• _Text section_:
ROCHESTER, N.Y.—Acting U.S. Attorney James P. Kennedy, Jr. announced today that Pablo "Paul" Plaza, who was convicted by a federal jury of the murder of Francisco Santos, conspiracy to possess with intent to distribute and to distribute large quantities of illegal narcotics, and possession and discharge of a firearm in furtherance of the drug conspiracy, was sentenced to life in prison plus 10 years by Chief U.S. District Judge Frank P. Geraci, Jr.
Acting U.S. Attorney Kennedy, crediting his trial team of AUSAs Rodriguez and Marangola and the ATF Agents and RPD Officers who worked tirelessly to put this case together, noted that “although justice was a long-time coming in this case, it is fitting that, in the end, it was delivered with a measure of permanence.”
ATF Special Agent in Charge Ashan M. Benedict said, “The sentencing of Pablo Paul Plaza to life imprisonment plus 10 years for his role in three murders while engaged in a drug trafficking conspiracy demonstrates that though justice may at times be delayed, it will not be denied. The passage of time will not lessen the resolve of ATF and our law enforcement partners to ensure that violent criminals meet their inevitable fate of a cell in a State or Federal penitentiary. It is our sincerest hope that Plaza’s sentencing, and the expected sentencings of his co-conspirators, brings some solace and closure to Ms. Harmon’s family, and the families of the other victims of this violent organization.”

• _Data supplied_:

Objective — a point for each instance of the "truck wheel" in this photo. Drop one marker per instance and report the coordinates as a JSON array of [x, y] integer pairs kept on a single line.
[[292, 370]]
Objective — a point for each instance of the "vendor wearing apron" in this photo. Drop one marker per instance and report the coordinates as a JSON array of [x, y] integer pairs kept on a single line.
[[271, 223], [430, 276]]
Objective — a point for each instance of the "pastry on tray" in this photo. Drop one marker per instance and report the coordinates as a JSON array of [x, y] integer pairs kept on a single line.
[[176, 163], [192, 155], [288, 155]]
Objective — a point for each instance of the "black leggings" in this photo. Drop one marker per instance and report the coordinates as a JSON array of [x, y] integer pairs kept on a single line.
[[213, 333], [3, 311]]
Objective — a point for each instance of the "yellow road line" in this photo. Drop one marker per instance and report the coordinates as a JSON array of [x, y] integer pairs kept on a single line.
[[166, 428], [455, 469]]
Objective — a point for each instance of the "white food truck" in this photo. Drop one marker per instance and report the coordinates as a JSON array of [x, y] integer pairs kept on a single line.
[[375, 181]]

• _Problem statement_:
Continue the news release on Pablo Plaza's sentencing, starting right after its last sentence.

• _Answer to the problem_:
Assistant U.S. Attorneys Everardo A. Rodriguez and Melissa M. Marangola, who handled the prosecution of the case, stated that Plaza and his brother James Kendrick spearheaded a long term, violent narcotics trafficking ring in the City of Rochester between 1993 through and including March 2011. To protect the conspiracy and its members from other drug dealers and those deemed to be disloyal workers, Plaza, Kendrick, and others in the conspiracy resorted to violence including beatings and murder.
Specifically, Francisco Santos, a/k/a “Cisco,” was murdered in October 1998. Santos’ body was found in May 1999 buried on the Cattaraugus Indian Reservation in Erie County, NY. Santos was a worker for Plaza and Kendrick and was murdered because the defendants believed he betrayed the organization by stealing drugs, cash and guns. Plaza and Kendrick initially retaliated by conducting a drive-by shooting at the residence of Santos’ father, step-mother and sisters, who were four and six years old at the time.
During the trial, the Government presented evidence of additional acts of violence including the murder of Jose Troche on January 14, 2010. The Government’s proof established that Plaza and Kendrick planned and executed the murder of Troche because they feared that Troche, also a member of the conspiracy, was planning to cooperate in the prosecution of the defendants. In connection with the Troche murder, Plaza and Kendrick decided that Kendrick, in an effort to fabricate an alibi, would go to a local supermarket and be seen on camera at the time of Troche’s murder.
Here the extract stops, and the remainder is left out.